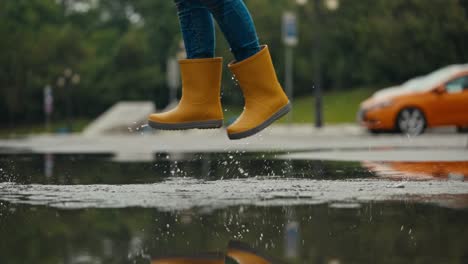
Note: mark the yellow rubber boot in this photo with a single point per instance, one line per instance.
━━━━━━
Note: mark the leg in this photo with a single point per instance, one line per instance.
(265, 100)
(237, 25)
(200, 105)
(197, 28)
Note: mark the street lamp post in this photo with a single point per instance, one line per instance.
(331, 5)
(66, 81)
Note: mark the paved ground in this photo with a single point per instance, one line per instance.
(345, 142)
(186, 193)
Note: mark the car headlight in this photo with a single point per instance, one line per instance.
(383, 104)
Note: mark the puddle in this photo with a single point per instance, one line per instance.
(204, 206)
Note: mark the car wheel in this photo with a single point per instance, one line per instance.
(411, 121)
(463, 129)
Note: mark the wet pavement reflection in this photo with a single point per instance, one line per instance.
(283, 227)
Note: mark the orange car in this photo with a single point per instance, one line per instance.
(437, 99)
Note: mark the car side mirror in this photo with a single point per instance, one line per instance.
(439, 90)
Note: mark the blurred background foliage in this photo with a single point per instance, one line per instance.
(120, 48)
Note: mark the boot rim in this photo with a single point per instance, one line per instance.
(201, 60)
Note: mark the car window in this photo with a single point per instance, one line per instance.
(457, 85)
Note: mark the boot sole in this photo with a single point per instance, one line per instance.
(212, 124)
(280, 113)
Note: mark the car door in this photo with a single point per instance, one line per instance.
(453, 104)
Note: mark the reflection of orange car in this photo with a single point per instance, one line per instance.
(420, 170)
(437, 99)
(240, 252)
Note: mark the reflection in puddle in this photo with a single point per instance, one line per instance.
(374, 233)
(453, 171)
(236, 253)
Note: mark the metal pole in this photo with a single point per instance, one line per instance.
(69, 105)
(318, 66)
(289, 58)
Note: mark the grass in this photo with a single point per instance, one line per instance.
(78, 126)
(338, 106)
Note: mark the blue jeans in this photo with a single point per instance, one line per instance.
━━━━━━
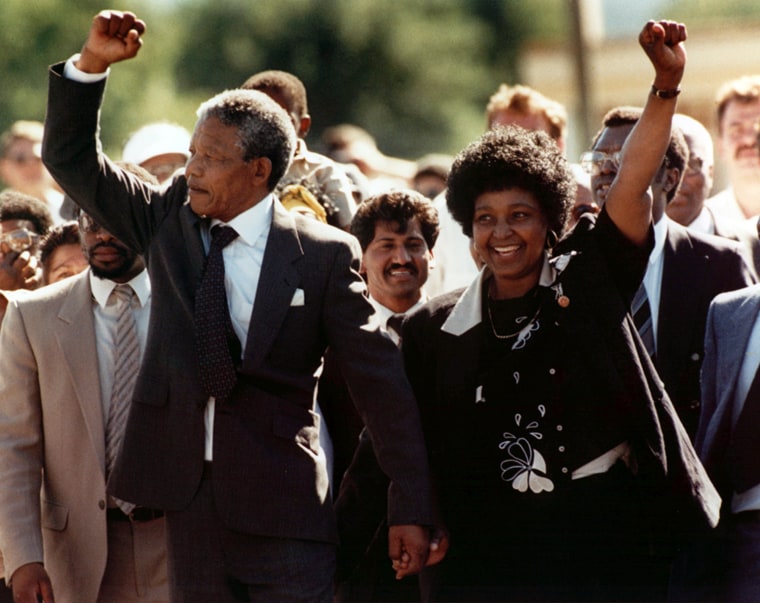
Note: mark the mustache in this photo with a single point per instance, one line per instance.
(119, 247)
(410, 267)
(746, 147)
━━━━━━
• _What this task involves_
Give back, exactly as written, the stretch from the line with "Note: mark the metal" through the line with "Note: mark the blue", and no other lines from the records above.

• _Solution_
Note: mark the metal pole in this photo with a single point per instance, one line per instance.
(69, 105)
(318, 66)
(289, 58)
Note: mark the grass in this photo with a single point per instance, one line per instance.
(78, 126)
(338, 106)
Note: mark the blue jeans in this photo with a single point per instance, one line per instance.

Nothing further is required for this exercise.